* start Exercise inputs *
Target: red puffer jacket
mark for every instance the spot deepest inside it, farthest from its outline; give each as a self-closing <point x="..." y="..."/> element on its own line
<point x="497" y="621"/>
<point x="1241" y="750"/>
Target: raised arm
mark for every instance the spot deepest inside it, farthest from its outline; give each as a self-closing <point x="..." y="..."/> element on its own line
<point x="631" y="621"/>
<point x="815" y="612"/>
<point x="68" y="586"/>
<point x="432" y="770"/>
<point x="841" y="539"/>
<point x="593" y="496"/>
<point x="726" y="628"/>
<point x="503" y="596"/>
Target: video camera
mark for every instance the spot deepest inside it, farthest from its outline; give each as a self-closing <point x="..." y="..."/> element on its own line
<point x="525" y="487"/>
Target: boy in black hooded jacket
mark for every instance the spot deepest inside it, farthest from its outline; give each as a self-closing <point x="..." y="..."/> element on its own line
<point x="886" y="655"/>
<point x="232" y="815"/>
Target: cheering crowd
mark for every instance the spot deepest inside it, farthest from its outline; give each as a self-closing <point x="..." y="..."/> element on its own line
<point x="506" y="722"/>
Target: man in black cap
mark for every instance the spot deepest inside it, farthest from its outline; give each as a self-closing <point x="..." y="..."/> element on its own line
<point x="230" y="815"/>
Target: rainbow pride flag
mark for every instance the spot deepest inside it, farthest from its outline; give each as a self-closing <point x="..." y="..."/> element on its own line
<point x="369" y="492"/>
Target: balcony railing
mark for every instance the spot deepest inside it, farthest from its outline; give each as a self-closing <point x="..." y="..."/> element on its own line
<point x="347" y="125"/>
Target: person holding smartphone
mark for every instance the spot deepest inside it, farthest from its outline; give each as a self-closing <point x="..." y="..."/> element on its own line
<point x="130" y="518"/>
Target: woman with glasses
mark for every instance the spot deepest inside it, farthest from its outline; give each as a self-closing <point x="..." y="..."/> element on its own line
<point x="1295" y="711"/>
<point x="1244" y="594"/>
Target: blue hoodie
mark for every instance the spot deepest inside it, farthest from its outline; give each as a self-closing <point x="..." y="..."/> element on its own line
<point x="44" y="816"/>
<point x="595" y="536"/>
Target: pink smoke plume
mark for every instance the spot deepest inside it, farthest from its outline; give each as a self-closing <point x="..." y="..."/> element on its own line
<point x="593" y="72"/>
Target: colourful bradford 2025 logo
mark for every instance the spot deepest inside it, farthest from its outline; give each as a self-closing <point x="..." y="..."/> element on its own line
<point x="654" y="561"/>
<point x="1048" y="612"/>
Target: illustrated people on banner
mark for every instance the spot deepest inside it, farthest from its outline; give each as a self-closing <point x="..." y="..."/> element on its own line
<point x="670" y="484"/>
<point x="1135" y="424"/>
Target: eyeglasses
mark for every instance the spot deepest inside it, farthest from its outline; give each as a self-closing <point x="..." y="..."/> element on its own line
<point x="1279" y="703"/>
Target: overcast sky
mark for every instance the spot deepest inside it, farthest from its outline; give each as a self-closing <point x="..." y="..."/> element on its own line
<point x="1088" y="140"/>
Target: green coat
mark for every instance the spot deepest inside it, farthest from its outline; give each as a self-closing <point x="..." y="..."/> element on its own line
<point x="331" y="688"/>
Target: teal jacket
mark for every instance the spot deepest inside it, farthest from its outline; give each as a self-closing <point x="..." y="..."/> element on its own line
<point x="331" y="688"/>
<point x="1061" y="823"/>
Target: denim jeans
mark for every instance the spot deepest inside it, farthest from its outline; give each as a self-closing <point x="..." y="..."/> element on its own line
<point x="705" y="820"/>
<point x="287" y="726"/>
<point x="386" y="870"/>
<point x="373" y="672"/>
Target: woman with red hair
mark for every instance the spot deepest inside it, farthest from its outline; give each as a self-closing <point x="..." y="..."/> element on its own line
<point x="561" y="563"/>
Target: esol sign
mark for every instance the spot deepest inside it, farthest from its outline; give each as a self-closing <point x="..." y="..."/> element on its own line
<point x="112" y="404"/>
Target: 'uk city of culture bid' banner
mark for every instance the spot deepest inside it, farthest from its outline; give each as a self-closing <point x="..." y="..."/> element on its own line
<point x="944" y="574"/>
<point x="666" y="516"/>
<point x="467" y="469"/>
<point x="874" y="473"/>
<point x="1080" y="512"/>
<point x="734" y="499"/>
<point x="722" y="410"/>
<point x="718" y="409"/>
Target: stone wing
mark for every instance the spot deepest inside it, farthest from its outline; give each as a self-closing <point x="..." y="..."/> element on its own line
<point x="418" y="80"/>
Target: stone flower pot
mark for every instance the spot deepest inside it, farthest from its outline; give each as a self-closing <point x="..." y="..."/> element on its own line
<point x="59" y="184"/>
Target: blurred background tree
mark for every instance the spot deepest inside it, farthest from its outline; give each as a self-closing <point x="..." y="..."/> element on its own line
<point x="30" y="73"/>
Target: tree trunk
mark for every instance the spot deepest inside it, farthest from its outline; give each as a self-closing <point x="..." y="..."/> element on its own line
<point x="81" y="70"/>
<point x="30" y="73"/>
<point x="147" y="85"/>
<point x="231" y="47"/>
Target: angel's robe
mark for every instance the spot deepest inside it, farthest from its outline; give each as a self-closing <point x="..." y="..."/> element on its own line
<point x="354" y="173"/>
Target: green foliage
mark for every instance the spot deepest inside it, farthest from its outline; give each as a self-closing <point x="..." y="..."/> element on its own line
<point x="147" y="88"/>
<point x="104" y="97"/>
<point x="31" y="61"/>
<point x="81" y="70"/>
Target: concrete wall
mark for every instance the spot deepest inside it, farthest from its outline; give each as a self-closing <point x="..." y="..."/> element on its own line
* end Exercise inputs *
## Aim
Copy each line of the data above without altering a single character.

## Expected answer
Target: red puffer jacket
mark for every instance the spot deepest inside it, farthest from its outline; give each as a self-closing <point x="..." y="..."/> element on its own line
<point x="497" y="621"/>
<point x="1241" y="750"/>
Target: raised arm
mark for every instance the spot deepest inside it, farthest from its outline; give each as a self-closing <point x="..." y="..."/> element on its own line
<point x="631" y="621"/>
<point x="815" y="612"/>
<point x="68" y="586"/>
<point x="432" y="770"/>
<point x="841" y="539"/>
<point x="593" y="496"/>
<point x="726" y="628"/>
<point x="503" y="596"/>
Target: video camera
mark for every instance the spot deepest inside it, farthest from its outline; give each as a self-closing <point x="..." y="..."/> element on its own line
<point x="525" y="487"/>
Target: boy in black hooded jacket
mark for every instance the spot deepest inside it, farthest from its outline; give each as a self-closing <point x="..." y="..."/> element on its own line
<point x="886" y="655"/>
<point x="232" y="815"/>
Target: cheering crowd
mark for every instance the spot deepest inside it, farthest from its outline; give each as a self-closing <point x="..." y="..."/> element on its own line
<point x="506" y="722"/>
Target: man in black cap
mark for every instance the spot deepest inside it, farthest from its outline; give each as a self-closing <point x="..." y="..."/> element on its own line
<point x="230" y="815"/>
Target: rainbow pride flag
mark for every instance the spot deepest inside it, farthest from its outline; give each as a self-closing <point x="..." y="..."/> element on its own line
<point x="369" y="492"/>
Target: balcony railing
mark for every instance the spot deepest inside it, farthest from its outline; give each as a self-closing <point x="..." y="..."/> element on its own line
<point x="347" y="125"/>
Target: person holding smartphone
mark for every instance the spot deepest inside it, farthest from its outline; give each as a self-closing <point x="..." y="..."/> element on its own line
<point x="130" y="518"/>
Target: woman with glasses
mark for every instance the spot deepest inside it, farthest from its outline; give each as a self-closing <point x="..." y="..."/> element on its own line
<point x="1295" y="711"/>
<point x="1244" y="594"/>
Target: blue hoodie
mark for every instance the spot deepest inside it, farthest from its outline; give each as a self-closing <point x="..." y="..."/> element on its own line
<point x="44" y="816"/>
<point x="595" y="536"/>
Target: pink smoke plume
mark for every instance the spot deepest inside it, farthest from its outline; give each as a self-closing <point x="..." y="..."/> element on its own line
<point x="593" y="72"/>
Target: colourful bradford 2025 logo
mark for every instance the spot deepest inside it, farthest from its outline; give each as a self-closing <point x="..." y="..."/> element on its own line
<point x="654" y="561"/>
<point x="1048" y="612"/>
Target: illustrated people on banner
mark for every instance the spot deepest inside it, farthest from its outline; give each as a self-closing <point x="..." y="..."/> element on its own line
<point x="670" y="484"/>
<point x="1135" y="424"/>
Target: eyeglasses
mark for every instance the spot deepest inside it, farthest from its outline; give each as a self-closing <point x="..." y="..."/> element on its own line
<point x="1279" y="703"/>
Target: overcast sky
mark for every instance the spot deepest inside it, farthest from its outline; give each as a self-closing <point x="..." y="..."/> element on its own line
<point x="1088" y="140"/>
Target: green coat
mark for every instance the spot deepest inside it, farthest from its outline; give each as a self-closing <point x="..." y="..."/> element on its own line
<point x="331" y="688"/>
Target: teal jacket
mark for every instance the spot deepest inside it, farthest from its outline; give each as a self-closing <point x="..." y="..."/> element on its own line
<point x="331" y="688"/>
<point x="1061" y="823"/>
Target: denim jeans
mark for every instance the spot deepest inside it, farthest from its outline; give each as a self-closing <point x="..." y="..."/> element on its own line
<point x="705" y="820"/>
<point x="287" y="726"/>
<point x="386" y="870"/>
<point x="373" y="672"/>
Target: woman with red hair
mark for every instance the spot deepest inside it, farthest from its outline; give each as a self-closing <point x="..." y="..."/> element on its own line
<point x="561" y="563"/>
Target: esol sign
mark for every instance the spot deepest inside it, farthest from its outline; give each as a self-closing <point x="..." y="..."/> element on its own line
<point x="112" y="404"/>
Target: 'uk city of culture bid' banner
mark for every instance the spot deepest inside it, farthest from its outline; give each as a self-closing <point x="..." y="..."/> element on its own line
<point x="944" y="574"/>
<point x="666" y="516"/>
<point x="467" y="469"/>
<point x="874" y="473"/>
<point x="1080" y="512"/>
<point x="734" y="499"/>
<point x="722" y="410"/>
<point x="718" y="409"/>
Target: stone wing
mark for every instance the spot deepest inside it, farthest from its outline; give each as a self-closing <point x="..." y="..."/> element on its own line
<point x="418" y="80"/>
Target: stone flower pot
mark for every instance the spot deepest inside it, farthest from its outline; give each as a self-closing <point x="..." y="..."/> element on its own line
<point x="59" y="184"/>
Target: blurred background tree
mark for every instance the spot deepest inside it, farthest from its outline; give each as a self-closing <point x="..." y="..."/> element on its own line
<point x="30" y="73"/>
Target: tree trunk
mark for every instance the spot deepest inside it, farthest from its outline; give each as a self-closing <point x="..." y="..."/> element on its own line
<point x="81" y="70"/>
<point x="30" y="73"/>
<point x="147" y="85"/>
<point x="231" y="47"/>
Target: angel's robe
mark for every instance the spot deepest inside it, farthest from its outline; give each as a self-closing <point x="..." y="..."/> element on its own line
<point x="354" y="173"/>
Target: green foliage
mark for every instance the spot deepest inside it, farthest from its outline; give each as a self-closing <point x="..." y="..."/> element on its own line
<point x="147" y="88"/>
<point x="104" y="97"/>
<point x="31" y="61"/>
<point x="81" y="70"/>
Target: concrete wall
mark for every instance the spot deepest inside it, farthest from its outline; give each as a self-closing <point x="..." y="..."/> element on its own line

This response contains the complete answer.